◆ **What you should do**
Could you print every record below exactly as it appears?

◆ **Saved entries**

·····

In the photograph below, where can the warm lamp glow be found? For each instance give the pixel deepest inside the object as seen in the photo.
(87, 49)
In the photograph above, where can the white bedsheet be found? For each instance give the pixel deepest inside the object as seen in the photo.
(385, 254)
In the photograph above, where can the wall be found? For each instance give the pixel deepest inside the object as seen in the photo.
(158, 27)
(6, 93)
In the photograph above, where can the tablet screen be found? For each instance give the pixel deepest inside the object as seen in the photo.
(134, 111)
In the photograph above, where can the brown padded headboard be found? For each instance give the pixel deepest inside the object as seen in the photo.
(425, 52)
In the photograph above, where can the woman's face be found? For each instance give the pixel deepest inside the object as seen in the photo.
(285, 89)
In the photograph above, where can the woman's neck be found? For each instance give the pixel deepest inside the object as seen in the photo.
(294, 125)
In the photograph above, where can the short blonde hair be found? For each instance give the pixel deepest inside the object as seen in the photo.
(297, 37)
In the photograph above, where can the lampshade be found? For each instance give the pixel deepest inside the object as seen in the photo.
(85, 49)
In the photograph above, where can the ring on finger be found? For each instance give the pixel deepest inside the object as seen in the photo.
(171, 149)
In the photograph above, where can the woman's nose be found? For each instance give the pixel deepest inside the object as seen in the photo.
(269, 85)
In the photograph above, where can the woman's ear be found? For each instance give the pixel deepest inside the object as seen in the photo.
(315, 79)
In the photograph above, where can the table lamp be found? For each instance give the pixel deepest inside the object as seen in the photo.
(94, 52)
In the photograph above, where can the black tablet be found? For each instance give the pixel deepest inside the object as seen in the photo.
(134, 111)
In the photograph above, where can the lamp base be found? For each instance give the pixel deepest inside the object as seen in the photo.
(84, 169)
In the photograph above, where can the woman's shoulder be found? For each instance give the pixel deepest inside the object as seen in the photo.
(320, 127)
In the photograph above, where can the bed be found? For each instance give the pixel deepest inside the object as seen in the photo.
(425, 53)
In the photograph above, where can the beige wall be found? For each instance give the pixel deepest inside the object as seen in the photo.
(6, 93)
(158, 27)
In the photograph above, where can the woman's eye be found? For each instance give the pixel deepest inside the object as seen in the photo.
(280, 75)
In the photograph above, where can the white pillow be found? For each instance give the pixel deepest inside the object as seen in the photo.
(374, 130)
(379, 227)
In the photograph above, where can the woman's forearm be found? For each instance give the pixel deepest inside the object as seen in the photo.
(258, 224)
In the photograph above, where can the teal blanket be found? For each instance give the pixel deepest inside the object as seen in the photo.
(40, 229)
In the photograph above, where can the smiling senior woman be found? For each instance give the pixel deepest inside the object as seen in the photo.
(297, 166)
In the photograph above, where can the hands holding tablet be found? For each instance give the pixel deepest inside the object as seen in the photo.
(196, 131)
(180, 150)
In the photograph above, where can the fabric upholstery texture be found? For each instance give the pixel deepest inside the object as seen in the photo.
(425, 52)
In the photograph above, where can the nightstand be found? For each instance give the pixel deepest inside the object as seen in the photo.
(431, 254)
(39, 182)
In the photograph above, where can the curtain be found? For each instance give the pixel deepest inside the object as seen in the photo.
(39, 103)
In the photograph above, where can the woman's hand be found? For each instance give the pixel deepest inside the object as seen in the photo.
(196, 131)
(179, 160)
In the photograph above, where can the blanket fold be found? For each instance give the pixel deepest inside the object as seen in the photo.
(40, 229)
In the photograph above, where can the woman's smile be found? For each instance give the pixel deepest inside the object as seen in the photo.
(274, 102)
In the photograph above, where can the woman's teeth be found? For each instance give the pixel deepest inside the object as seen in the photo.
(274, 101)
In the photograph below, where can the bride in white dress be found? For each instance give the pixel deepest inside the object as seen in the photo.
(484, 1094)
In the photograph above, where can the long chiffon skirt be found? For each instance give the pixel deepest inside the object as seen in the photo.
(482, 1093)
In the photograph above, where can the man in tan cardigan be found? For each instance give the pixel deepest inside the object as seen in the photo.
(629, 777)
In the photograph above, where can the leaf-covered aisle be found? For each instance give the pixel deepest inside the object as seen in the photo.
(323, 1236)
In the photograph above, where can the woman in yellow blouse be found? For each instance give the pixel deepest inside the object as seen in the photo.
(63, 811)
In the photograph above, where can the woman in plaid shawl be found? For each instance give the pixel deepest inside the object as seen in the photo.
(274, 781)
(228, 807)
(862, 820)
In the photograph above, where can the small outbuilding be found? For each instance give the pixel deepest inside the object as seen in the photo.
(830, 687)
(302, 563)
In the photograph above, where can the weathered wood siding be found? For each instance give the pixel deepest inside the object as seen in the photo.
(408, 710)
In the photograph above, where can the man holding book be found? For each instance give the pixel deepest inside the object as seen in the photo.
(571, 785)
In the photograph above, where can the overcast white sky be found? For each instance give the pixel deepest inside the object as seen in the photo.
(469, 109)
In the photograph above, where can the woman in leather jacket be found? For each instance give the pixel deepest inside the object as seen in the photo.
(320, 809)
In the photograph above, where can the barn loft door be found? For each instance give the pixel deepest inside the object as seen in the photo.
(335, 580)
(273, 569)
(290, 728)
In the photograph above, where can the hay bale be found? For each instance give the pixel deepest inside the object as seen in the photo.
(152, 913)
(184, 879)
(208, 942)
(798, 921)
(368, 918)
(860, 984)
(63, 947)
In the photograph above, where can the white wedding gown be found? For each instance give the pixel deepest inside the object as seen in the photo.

·····

◆ **Correct result**
In the photograph below, where can the warm lamp glow be found? For each instance give the pixel deepest inside the object as seen in the photo.
(87, 49)
In the photograph above, where can the white bedsheet be found? For each instance give the pixel deepest inside the object as seen in the photo.
(385, 254)
In the photograph above, where can the wall be found? For each instance give the pixel deepest inside the object as seen in the photo.
(158, 27)
(6, 93)
In the photograph above, where can the tablet screen be found? For each instance give the pixel deepest inside the object as seen in the photo.
(134, 111)
In the photograph above, where can the brown padded headboard be found? For each instance give the pixel deepest inside the object as seen in the photo.
(425, 52)
In the photograph above, where can the woman's face be found? For each instance give the pixel deepest inside the object as seen in the photo.
(285, 89)
In the photograph above, where can the woman's neck be found? For each instance give the pixel deepest inside the object as seen in the photo.
(294, 125)
In the photograph above, where can the short blonde hair be found? For each instance give the pixel deepest inside the object as seen in the photo.
(297, 37)
In the photograph above, where can the lampshade be found? For each instance give the pixel deepest inside the object as seen in the photo.
(85, 49)
In the photograph above, where can the ring on finger be found? For each instance give the pixel deepest inside the object as seen in the photo.
(171, 149)
In the photograph above, where can the woman's nose be found? For each instance give the pixel deepest inside the object as seen in the photo.
(269, 85)
In the photograph above, where can the woman's ear be found? For each instance give the pixel deepest inside the object as seen in the photo.
(315, 79)
In the photograph above, where can the table lamp be found? For each instance give the pixel deepest inside the object as seen in the photo.
(94, 52)
In the photograph above, where can the black tablet be found? For each instance give the pixel deepest inside the object as seen in the photo.
(134, 111)
In the photograph above, where can the lamp base be found? For each instance give the pixel deepest inside the object as seen in the photo.
(84, 169)
In the photograph above, where can the woman's shoulder be found? For each instance give the pixel deepest inside the object as seen in the photo.
(320, 127)
In the photograph above, where can the bed be found? For each instance give the pixel deepest inside the object as seen in the photo.
(425, 53)
In the photograph above, where can the beige wall be found? For each instance give the pixel deepest inside the object as seen in the photo.
(6, 93)
(158, 27)
In the photograph above, where can the woman's eye be found? For each instance give the pixel deepest inside the object as seen in the photo.
(280, 75)
In the photograph above, where can the white pillow be found? For each instance give the pixel deepest inside the object as seen in the photo.
(374, 130)
(379, 227)
In the photograph above, where can the woman's forearm be found? For each instance give the pixel deepest inside the object as seen in the photo.
(258, 224)
In the photograph above, where can the teal blanket be found? For each instance give the pixel deepest inside the object as seen in the photo.
(40, 229)
In the photograph above, where can the smiling senior woman be found? For each instance give the pixel deepest inside the object as seen in the photo.
(297, 166)
In the photograph above, where can the hands holding tablet be found? For each instance give the pixel deepest inside the object as seen in the photo.
(196, 131)
(180, 150)
In the photograph above, where can the fabric upholstery texture be found? For each instance give the pixel deepest inside the object as seen in the photo.
(425, 52)
In the photograph above, where can the nightstand be found? For each instance give the pixel deepest inside the object as seen in the photo.
(431, 254)
(39, 182)
In the photograph above, where can the curtain be found? For each instance give the pixel deepest inside the object as seen in the photo.
(39, 103)
In the photograph above, where can the woman's hand be found? For each instance give the pixel deepest inside the object as seen in the photo.
(196, 131)
(179, 160)
In the photograph above, where can the blanket fold be found? For each instance give the pixel deepest inside the object as seen in the photo.
(40, 229)
In the photograph above, where can the woman's smile be found? For each instance give the pixel deepest inside the object as seen in the photo.
(274, 102)
In the photograph above, where can the woman's teeth be found? For each instance give the pixel deepest inside the object as seen in the photo.
(274, 101)
In the photograph below, where can the bride in white dress be found? For each instance give the pixel deepest inside the object as seen in the photo.
(484, 1094)
In the photograph above, where can the long chiffon skirt be found? For each instance give the pixel deepest inside the object as seen in the photo.
(482, 1093)
In the photograph above, where can the man in tan cardigan be found? For each instance give the pixel deepest inside the object as seen in the photo.
(629, 777)
In the photograph above, where can the leaf-covered aisle be found? For each instance give the pixel deepest inside the object as seen in the photo.
(323, 1236)
In the photograph above, where can the woman in yellow blouse be found? For each instance give the pixel deepest inside the object as seen in the photo.
(63, 811)
In the photograph above, where can the woman in plaid shawl be found? For each instance give the pixel deepest inside the object as seen in the photo.
(274, 781)
(228, 807)
(862, 820)
In the photograph above, where can the small outbuilding be found? For each instance give the pixel deepest inside the object as seen in the photo.
(830, 687)
(302, 563)
In the photograph above, where can the weathered wood siding be found? For each instance give the pixel deepest inside the object as seen in the photo.
(408, 710)
In the photograph above, where can the man holding book be found? For each instance give the pixel deepest inside the object as seen in the photo.
(571, 785)
In the photograph above, where can the overcast white sky be found? For each instance give the pixel deepest inside the object as seen in the photo.
(469, 109)
In the photograph above, where can the woman in leather jacket be found? For each instance give the pixel deepest inside the object as seen in the photo.
(320, 809)
In the photograph above, where can the barn loft door be found? For each instance give the pixel deepest inside the object as seen in the photo.
(335, 580)
(273, 569)
(290, 728)
In the photograph above, where can the hay bale be found? For each instance give the pixel deepest inside the object as seen in the photo.
(152, 913)
(184, 879)
(208, 942)
(798, 921)
(368, 918)
(860, 984)
(63, 947)
In the photograph above, where can the white wedding gown be found? For each instance give the pixel deepest inside the object as seen in the photo.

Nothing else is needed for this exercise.